> PROVIDED TEXT
2011: Dominique Strauss-Kahn, former head of the International Monetary Fund, breaks his silence four months after a New York hotel maid accuses him of sexual assault, calling his encounter with the woman a “moral failing” he deeply regrets, but insisting in an interview on French television that no violence was involved.

A magnitude-6.9 earthquake shakes northeastern India and Nepal, resulting in some 100 deaths.

For a second year, Emmy Awards for drama and comedy go to “Mad Men” and “Modern Family.”

2015: The Environmental Protection Agency says Volkswagen has intentionally skirted clean- air laws by using software that enabled about 500,000 of its diesel cars to emit fewer smog-causing pollutants during testing than in real-world driving conditions; the EPA orders VW to fix the cars at its own expense.

VINDICATOR FILES

1991: Liberty Police Chief Anthony Pilolli and the local Fraternal Order of Police ask township trustees to remove two police levies from the November ballot because the issues have become controversial.

Warren’s Civil Service commissioners say complaints about cheating and other problems with the promotional exams for the police department are baseless.

Mahoning County Common Pleas Court Judge Charles Bannon refuses to order the closure of an adult video store in Boardman because trustees failed to hold the hearings necessary to close the store and were less than truthful in articulating their reasons for closing the store.

1976: The Most Rev. Valerian D. Trifa of Grass Lake, Mich., archbishop of the Romanian Episcopate of the Eastern Orthodox Church, is a guest for the 70th anniversary observance of Holy Trinity Romanian Orthodox Church.

Det. Roger Halbert, 42, chief of the vice squad, is resigning from the Youngstown Police Department to take the job of police chief in Jacksonville, N.C.

> EXERCISE GOAL
Continue the dated news almanac above, picking up right after its final entry.

> RECORDED DATA
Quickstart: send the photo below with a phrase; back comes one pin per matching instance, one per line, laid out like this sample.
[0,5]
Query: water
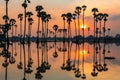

> RIGHT ANSWER
A persistent rain drops almost 3 inches of precipitation on the Youngstown area, causing localized floods and the postponement of six are high school football games.

1966: James Sampson of Niles sweeps the top awards at the 20th annual Stamp Exhibition and Bourse of the Mahoning Valley Stamp Club.

Morgan’s Wonder Boy Restaurant announces plans to open a carry-out shop at North State and Olive streets in Girard.

William A. Hickman Sr., 71, of Canfield wins the quilting contest at the Canfield Fair. The retiree also crochets, embroiders, bales hay and tends a large garden.

Responding to a claim by Washington Columnist Jack Anderson that a Lake Erie-to-Ohio River Canal would benefit no one outside the Mahoning Valley, U.S. Rep. Michael Kirwan of Youngstown says the waterway would be one of the most important projects in the world.

1941: Enrollment at Youngstown College is 1,630 for the new term: 1,190 in day and evening classes in the College of Arts and Science and 440 in business and secretarial classes.

Federal Furs Inc. on the square in Youngstown has 500 coats to choose from in its big fall sale. Krimmer lamb, beaver and several others are on sale at $52.

American Welding & Manufacturing Co. in Warren is building a $484,000 plant on Griswold Street to produce tank parts.